**Goal of the exercise:** Repeat the whole listing exactly.

Stored data

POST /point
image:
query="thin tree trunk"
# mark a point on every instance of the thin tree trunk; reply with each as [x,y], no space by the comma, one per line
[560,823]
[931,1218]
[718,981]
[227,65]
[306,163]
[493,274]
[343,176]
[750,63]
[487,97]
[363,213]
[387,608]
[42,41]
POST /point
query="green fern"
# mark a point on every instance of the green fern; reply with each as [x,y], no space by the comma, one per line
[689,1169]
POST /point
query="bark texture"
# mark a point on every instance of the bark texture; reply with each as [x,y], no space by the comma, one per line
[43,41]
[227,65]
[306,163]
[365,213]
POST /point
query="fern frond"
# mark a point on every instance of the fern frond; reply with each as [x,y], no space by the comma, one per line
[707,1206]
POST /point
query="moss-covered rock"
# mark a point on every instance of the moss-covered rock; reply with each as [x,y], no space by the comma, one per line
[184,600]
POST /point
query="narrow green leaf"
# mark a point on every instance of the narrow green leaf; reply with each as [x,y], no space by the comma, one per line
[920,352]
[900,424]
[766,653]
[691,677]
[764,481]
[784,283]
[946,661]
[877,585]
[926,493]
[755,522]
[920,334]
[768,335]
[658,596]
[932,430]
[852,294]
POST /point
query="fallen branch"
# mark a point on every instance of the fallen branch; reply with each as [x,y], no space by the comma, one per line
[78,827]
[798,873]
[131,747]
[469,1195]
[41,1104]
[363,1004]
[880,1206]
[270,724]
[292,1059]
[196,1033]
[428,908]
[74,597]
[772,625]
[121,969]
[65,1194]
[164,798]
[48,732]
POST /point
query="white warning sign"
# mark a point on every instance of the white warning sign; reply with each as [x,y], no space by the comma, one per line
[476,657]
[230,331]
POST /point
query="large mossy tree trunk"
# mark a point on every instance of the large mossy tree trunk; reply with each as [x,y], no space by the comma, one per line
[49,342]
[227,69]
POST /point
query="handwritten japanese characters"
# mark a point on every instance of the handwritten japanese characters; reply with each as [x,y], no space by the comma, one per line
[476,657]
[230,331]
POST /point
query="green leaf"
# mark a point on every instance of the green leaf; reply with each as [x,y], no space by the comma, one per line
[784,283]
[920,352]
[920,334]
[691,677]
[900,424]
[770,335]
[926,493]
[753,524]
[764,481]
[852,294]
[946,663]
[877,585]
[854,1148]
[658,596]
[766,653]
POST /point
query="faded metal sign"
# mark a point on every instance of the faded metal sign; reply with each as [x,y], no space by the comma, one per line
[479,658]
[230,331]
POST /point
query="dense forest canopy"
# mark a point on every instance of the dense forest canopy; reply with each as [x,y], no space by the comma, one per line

**Answer to this task:**
POST /point
image:
query="thin tree trunk"
# mark a point on every instance of the thin tree trunk; reply with each as [x,y], no space by the comma, one per line
[560,823]
[931,1218]
[718,981]
[227,65]
[306,163]
[493,274]
[343,176]
[750,63]
[487,97]
[363,213]
[387,608]
[42,41]
POST /point
query="green fern"
# mark a point on every instance of the green fern; reply with each as [x,y], no space by the comma, one per line
[689,1169]
POST /point
query="bark texture"
# mark a point on every instance of the bark texture; reply with each as [x,y], no space by the comma, one per line
[43,41]
[227,65]
[306,163]
[365,213]
POST /point
query="fern frond"
# mark a point on every instance of the fern frond; reply with each as [x,y], no space by the comma, one per line
[707,1206]
POST /point
query="moss-covered rock"
# mark a point on every instance of the moss-covered rock; reply with each as [x,y], no space by the comma, one per line
[184,600]
POST /point
query="narrow green leaf"
# mark a point on every instance of the narrow green leaf; reply with each as [x,y], no space by the comma, one per line
[920,352]
[900,424]
[766,653]
[691,677]
[764,481]
[784,283]
[946,661]
[877,585]
[926,493]
[755,522]
[920,334]
[768,335]
[658,596]
[932,430]
[852,294]
POST /point
query="fallen branch"
# mark a point on every instance of the fallen branch; reply with each as [x,y], no space by the comma, one per line
[78,827]
[798,873]
[131,747]
[469,1195]
[41,1104]
[363,1004]
[880,1206]
[270,724]
[292,1059]
[196,1033]
[428,908]
[74,597]
[772,625]
[121,969]
[65,1194]
[164,798]
[48,732]
POST /point
query="white warning sign"
# mark a point on every instance of the white warning sign; reply with each as [x,y], no space by the comma, one per line
[476,657]
[230,331]
POST /point
query="large mossy tree trunk"
# mark a point on every instance of the large mossy tree trunk; reply with each as [x,y], no space by the comma, one per line
[49,342]
[227,69]
POST /point
query="handwritten japanese characters"
# mark a point on every instance of the handwritten japanese characters; reply with each as [x,y], no space by the comma, one per line
[476,657]
[230,331]
POST /point
query="green leaf"
# mark a point on every instance of the green leaf; reply with each as [x,y], no space by the comma, one per line
[784,283]
[920,352]
[920,334]
[691,677]
[900,424]
[770,335]
[926,493]
[753,524]
[764,481]
[852,294]
[946,663]
[877,585]
[854,1148]
[658,596]
[766,653]
POST /point
query="faded metal sign"
# mark a point on every instance of the faded metal sign; reply with each as [x,y], no space by the comma, one per line
[479,658]
[230,331]
POST /point
query="dense forest canopy"
# mark a point on every instance of the dense forest canopy; reply with each as [x,y], no space by the comma, one per line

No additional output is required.